EXERCISE: Print every record below exactly as written.

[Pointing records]
= = = = = = =

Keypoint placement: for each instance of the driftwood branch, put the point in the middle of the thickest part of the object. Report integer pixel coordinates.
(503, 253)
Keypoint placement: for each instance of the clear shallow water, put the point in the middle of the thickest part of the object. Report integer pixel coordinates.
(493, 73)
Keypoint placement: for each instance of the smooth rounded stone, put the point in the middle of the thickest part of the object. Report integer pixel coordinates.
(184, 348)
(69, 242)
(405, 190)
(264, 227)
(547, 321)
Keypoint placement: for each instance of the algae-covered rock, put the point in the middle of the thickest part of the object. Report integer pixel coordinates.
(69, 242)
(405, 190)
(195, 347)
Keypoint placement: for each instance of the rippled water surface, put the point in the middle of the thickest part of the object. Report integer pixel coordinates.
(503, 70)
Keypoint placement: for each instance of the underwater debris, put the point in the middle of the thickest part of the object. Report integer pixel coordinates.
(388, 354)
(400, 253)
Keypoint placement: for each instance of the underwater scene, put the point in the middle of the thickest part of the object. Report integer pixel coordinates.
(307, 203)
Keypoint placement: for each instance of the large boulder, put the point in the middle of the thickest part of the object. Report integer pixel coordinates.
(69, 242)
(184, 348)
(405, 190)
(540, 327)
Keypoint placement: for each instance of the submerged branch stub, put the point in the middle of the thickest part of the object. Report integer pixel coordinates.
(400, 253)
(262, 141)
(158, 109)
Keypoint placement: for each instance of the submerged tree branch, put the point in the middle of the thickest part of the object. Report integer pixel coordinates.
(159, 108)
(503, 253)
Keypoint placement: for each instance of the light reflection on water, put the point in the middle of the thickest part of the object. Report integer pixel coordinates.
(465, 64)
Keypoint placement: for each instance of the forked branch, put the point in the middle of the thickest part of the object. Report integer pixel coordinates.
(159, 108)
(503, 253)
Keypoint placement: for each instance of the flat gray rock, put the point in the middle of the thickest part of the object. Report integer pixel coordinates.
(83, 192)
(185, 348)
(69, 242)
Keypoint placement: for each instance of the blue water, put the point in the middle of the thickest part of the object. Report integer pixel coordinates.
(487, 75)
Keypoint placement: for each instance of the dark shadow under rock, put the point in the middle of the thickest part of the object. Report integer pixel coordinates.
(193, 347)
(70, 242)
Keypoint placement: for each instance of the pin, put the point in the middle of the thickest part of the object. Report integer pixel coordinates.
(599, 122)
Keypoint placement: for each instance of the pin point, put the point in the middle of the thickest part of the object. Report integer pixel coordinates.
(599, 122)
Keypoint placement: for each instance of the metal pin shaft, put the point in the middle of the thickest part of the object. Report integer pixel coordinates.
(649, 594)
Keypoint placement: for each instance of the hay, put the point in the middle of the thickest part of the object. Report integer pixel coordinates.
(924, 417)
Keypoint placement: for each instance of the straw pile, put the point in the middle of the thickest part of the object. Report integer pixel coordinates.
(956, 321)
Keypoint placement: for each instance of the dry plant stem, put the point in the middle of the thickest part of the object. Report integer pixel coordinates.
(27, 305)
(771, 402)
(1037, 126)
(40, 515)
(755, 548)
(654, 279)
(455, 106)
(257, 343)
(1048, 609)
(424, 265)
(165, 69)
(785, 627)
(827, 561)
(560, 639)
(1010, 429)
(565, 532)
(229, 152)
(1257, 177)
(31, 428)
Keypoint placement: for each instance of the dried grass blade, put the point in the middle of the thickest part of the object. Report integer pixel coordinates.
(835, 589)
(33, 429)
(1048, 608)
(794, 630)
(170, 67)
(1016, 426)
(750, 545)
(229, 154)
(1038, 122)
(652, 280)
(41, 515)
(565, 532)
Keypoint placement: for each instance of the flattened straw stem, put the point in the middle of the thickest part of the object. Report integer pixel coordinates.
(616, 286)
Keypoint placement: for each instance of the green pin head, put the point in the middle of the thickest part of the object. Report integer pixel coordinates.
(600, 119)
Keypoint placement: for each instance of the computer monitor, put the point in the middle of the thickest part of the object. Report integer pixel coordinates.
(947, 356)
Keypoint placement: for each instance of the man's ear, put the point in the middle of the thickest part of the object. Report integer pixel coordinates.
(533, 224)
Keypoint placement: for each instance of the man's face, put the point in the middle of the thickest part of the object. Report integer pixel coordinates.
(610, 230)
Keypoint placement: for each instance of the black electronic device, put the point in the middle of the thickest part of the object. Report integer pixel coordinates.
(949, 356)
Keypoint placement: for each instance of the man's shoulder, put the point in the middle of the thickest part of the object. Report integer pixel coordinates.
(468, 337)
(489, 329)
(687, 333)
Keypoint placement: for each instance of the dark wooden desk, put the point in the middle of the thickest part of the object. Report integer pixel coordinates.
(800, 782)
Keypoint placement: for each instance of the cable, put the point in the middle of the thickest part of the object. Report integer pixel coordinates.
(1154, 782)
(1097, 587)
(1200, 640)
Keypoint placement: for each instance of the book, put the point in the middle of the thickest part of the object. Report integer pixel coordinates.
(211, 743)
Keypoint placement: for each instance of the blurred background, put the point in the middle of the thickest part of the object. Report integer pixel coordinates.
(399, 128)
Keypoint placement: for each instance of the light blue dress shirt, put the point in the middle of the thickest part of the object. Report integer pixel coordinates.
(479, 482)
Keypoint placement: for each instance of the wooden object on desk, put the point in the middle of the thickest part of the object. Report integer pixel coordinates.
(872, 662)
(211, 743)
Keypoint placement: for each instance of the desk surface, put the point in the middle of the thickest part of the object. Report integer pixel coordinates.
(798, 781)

= = = = = = =

EXERCISE RESPONSE:
Keypoint placement: for each instance of the driftwood branch, put the point in the middle of the thickest part of the object. Report integer pixel coordinates.
(503, 253)
Keypoint placement: for each instance of the clear shallow water, put the point in the middle of the thickest part of the object. Report integer pixel coordinates.
(493, 73)
Keypoint placement: for each instance of the smooth rounded stone, put the point in the middle of the thickest part of the object. Report integer pixel coordinates.
(184, 348)
(69, 242)
(405, 190)
(264, 227)
(547, 321)
Keypoint placement: for each instance of the algae-covered rock, put the point in the middle of the thickest part of the object. Report integer pixel coordinates.
(69, 242)
(405, 190)
(195, 347)
Keypoint placement: for each instance of the rippled water surface, put the point in the middle of the thickest part of the object. Report integer pixel coordinates.
(503, 70)
Keypoint placement: for each instance of the underwater debris, put the point in the middle of the thickest part of the object. Report integer pixel coordinates.
(388, 354)
(400, 253)
Keypoint placement: for each instance of the underwater scene, put the point in the middle of the thickest part of the object. Report integer pixel coordinates.
(307, 203)
Keypoint placement: for each instance of the large boulder, put the point in the middle of the thickest part of the object. Report integer pixel coordinates.
(69, 242)
(184, 348)
(405, 190)
(540, 327)
Keypoint placement: for each instance of the submerged branch stub, put the point in the middle of the thickest part of the object. Report integer pixel coordinates.
(400, 253)
(262, 141)
(158, 109)
Keypoint placement: for each instance of the submerged tree branch, put the point in the middle of the thickest part of the object. Report integer pixel coordinates.
(159, 108)
(503, 253)
Keypoint placement: for each instance of the light reflection on water, put the point in the middle of the thickest part of the object. Report integer pixel coordinates.
(465, 64)
Keypoint placement: for each instance of the forked branch, put the point in the middle of the thickest part of the object. Report integer pixel coordinates.
(159, 108)
(503, 253)
Keypoint placement: for each instance of the flat gray rock, put the point in the middle of the thickest part of the object. Report integer pixel coordinates.
(83, 192)
(185, 348)
(69, 242)
Keypoint placement: for each instance of the blue water, put the point in the middle of the thickest part of the object. Report integer pixel coordinates.
(487, 75)
Keypoint placement: for each instance of the dark shadow under rock, put the point in the middle of the thickest part of the object. Report integer pixel coordinates.
(193, 347)
(70, 242)
Keypoint placement: for each instance of the pin, put the point in the middle of the thickest part of the object. Report integer pixel coordinates.
(599, 122)
Keypoint placement: for each instance of the pin point, put the point in the middle of the thickest part of the object. Report integer pixel coordinates.
(599, 122)
Keypoint placement: for each instance of the metal pin shaft, put the point in the middle of the thickest part of the object. Report integer pixel coordinates.
(649, 594)
Keypoint placement: for each instance of the hay, put the point in the middle of the thickest part of the object. Report integer pixel coordinates.
(924, 417)
Keypoint placement: for each instance of the straw pile, put the point in the middle of the thickest part of the object. Report integer pixel coordinates.
(956, 321)
Keypoint placement: for each instance of the dry plant stem, put the point in the middle of the thickest part of the object. Report integer pixel coordinates.
(27, 305)
(771, 402)
(1037, 126)
(40, 515)
(755, 548)
(654, 279)
(455, 106)
(257, 343)
(1048, 609)
(424, 265)
(165, 69)
(785, 627)
(827, 561)
(560, 639)
(1010, 429)
(565, 532)
(229, 152)
(1257, 177)
(31, 428)
Keypoint placement: for each instance of the dried grass blade, put the point in the middle of the thickest part of the object. Report integer pixel coordinates.
(835, 589)
(33, 429)
(1048, 608)
(794, 630)
(170, 67)
(1016, 426)
(750, 545)
(229, 154)
(1038, 122)
(652, 280)
(41, 515)
(565, 532)
Keypoint placement: for each instance of the flattened straw stem, put the point in the middle of the thickest part of the object. Report integer pixel coordinates.
(616, 286)
Keypoint placement: for each instance of the green pin head, put the point in the middle of the thickest part of the object. Report integer pixel coordinates.
(600, 119)
Keypoint placement: for each instance of the computer monitor, put the point in the middle of the thickest part of the object. Report integer pixel coordinates.
(947, 356)
Keypoint placement: for each instance of the man's ear, put the point in the middle of the thickest part of the object. Report integer pixel coordinates.
(533, 224)
Keypoint placement: for each instance of the man's face, put the point in the middle of the thickest part of the object. Report integer pixel coordinates.
(610, 230)
Keypoint placement: for each instance of the black electronic device, put the point in the middle of the thickest part of the object. Report integer pixel coordinates.
(949, 356)
Keypoint placement: for each instance of the man's shoulder, put the point in the middle of the thickest part of the object. Report integer pixel coordinates.
(468, 337)
(489, 329)
(687, 333)
Keypoint placement: for each instance of the dark wooden desk, put the point in the middle of the thickest part of the object. Report integer pixel coordinates.
(800, 782)
Keypoint placement: for each instance of the cable, put the point in the middle of the thickest part of the object. Report integer pixel coordinates.
(1154, 782)
(1097, 587)
(1200, 640)
Keypoint placement: for each instance of the book, put the point in the middle of the thickest part of the object. Report integer pixel coordinates.
(211, 743)
Keypoint placement: for each instance of the blurred background, put the point in the middle of the thickest part of the object. Report integer pixel coordinates.
(399, 128)
Keypoint placement: for each instance of the light blue dress shirt, put the point in the middle of the thickest part of the object. Report integer pixel coordinates.
(479, 482)
Keypoint placement: for each instance of the wooden object on desk, put the point in the middle of the thickest part of the object. Report integer pixel coordinates.
(872, 662)
(211, 743)
Keypoint placement: for each instance of the desk surface, put the point in the middle of the thickest part of the object. Report integer pixel coordinates.
(798, 781)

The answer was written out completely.